Maitreya (Sanskrit): The future Buddha foretold in Buddhist eschatology. In the late nineteenth century, the Theosophists began using the term to describe a coming World Teacher, and the term appears in a variety of New Age movements.
Malebranche, Nicolas (1638–1715): French philosopher and natural scientist who synthesized Cartesian philosophy with Augustinian thought. Malebranche held that we see external objects by means of ideas in God’s mind; he also embraced the doctrine of occasionalism, which holds that God is the only real cause of all action.
Mani (c. 216–276 C.E.): The prophet and founder of Manichaeism, a syncretistic religion that combined Zoroastrian and Gnostic ideas and became one of the most dominant religions in the world between the third and seventh centuries. Sharply dualistic, Manichaeism held that the material world is a realm of darkness from which spiritual light must be extracted through ritual and practice.
Marxism: Political philosophy and social movement based on the writings of German political economist Karl Marx (1818–1883). Anticipating the intensification of capitalism’s internal contradictions, and calling for a revolutionary awareness among the working classes, Marx prophesied the end of the capitalist world order and the emergence of a classless society.
maya (Sanskrit): Illusion, especially the illusion of the phenomenal world; sometimes also considered an aspect of the Divine Mother.
Maze: A dark Gnostic fable also inspired by the Bardo Thödol, A Maze of Death (1970) tells the story of fourteen colonists who emigrate to the planet Delmak-0, only to be murdered, one by one. It emerges that the colonists are immersed in a computer simulation they are running to distract themselves from despair as their failed spaceship orbits a dead star. Delmak-0’s digitally programmed religion represents Dick’s most developed theological systematizing prior to 2-3-74, and it closes with arguably the most explicit theophany in any Dick novel.
Mitleid (German): Compassion, pity.

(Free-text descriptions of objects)
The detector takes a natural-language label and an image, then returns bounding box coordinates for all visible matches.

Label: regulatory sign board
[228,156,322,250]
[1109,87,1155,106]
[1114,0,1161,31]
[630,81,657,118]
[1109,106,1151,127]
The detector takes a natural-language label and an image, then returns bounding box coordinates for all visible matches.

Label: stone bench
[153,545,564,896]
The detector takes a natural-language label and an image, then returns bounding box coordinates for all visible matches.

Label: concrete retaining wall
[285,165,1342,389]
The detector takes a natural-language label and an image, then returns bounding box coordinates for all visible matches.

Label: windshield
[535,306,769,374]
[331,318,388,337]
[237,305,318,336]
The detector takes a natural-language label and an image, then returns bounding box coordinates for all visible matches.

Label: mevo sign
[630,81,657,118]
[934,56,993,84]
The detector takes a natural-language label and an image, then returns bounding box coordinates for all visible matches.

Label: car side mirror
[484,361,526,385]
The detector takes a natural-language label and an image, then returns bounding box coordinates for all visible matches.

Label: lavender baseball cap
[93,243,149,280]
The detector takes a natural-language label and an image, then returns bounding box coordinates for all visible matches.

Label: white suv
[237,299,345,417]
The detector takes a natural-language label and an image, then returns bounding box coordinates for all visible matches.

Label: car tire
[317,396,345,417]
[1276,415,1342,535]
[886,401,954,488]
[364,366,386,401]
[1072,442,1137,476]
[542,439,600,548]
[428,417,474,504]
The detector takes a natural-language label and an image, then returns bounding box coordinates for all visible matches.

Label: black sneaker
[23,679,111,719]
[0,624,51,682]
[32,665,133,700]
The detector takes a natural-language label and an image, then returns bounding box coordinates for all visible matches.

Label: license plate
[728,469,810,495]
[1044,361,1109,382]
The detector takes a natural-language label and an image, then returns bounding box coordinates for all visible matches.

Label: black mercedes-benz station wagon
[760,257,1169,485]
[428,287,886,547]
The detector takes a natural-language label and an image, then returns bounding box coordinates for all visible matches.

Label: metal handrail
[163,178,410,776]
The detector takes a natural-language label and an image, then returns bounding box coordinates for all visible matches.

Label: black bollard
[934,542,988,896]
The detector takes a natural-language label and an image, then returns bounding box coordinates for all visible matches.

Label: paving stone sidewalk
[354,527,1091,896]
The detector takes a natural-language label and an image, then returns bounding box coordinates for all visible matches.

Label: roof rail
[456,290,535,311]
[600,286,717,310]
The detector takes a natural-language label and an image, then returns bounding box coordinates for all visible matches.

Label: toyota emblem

Brief 1
From the glossary, quote the passage starting at "Mani (c. 216–276" and ending at "a classless society.".
Brief 2
Translate this sentence from the glossary into Spanish: "In the late nineteenth century, the Theosophists began using the term to describe a coming World Teacher, and the term appears in a variety of New Age movements."

Written answer 1
Mani (c. 216–276 C.E.): The prophet and founder of Manichaeism, a syncretistic religion that combined Zoroastrian and Gnostic ideas and became one of the most dominant religions in the world between the third and seventh centuries. Sharply dualistic, Manichaeism held that the material world is a realm of darkness from which spiritual light must be extracted through ritual and practice.
Marxism: Political philosophy and social movement based on the writings of German political economist Karl Marx (1818–1883). Anticipating the intensification of capitalism’s internal contradictions, and calling for a revolutionary awareness among the working classes, Marx prophesied the end of the capitalist world order and the emergence of a classless society.

Written answer 2
A finales del siglo XIX, los teósofos comenzaron a usar el término para describir a un Instructor del Mundo venidero, y el término aparece en diversos movimientos de la Nueva Era.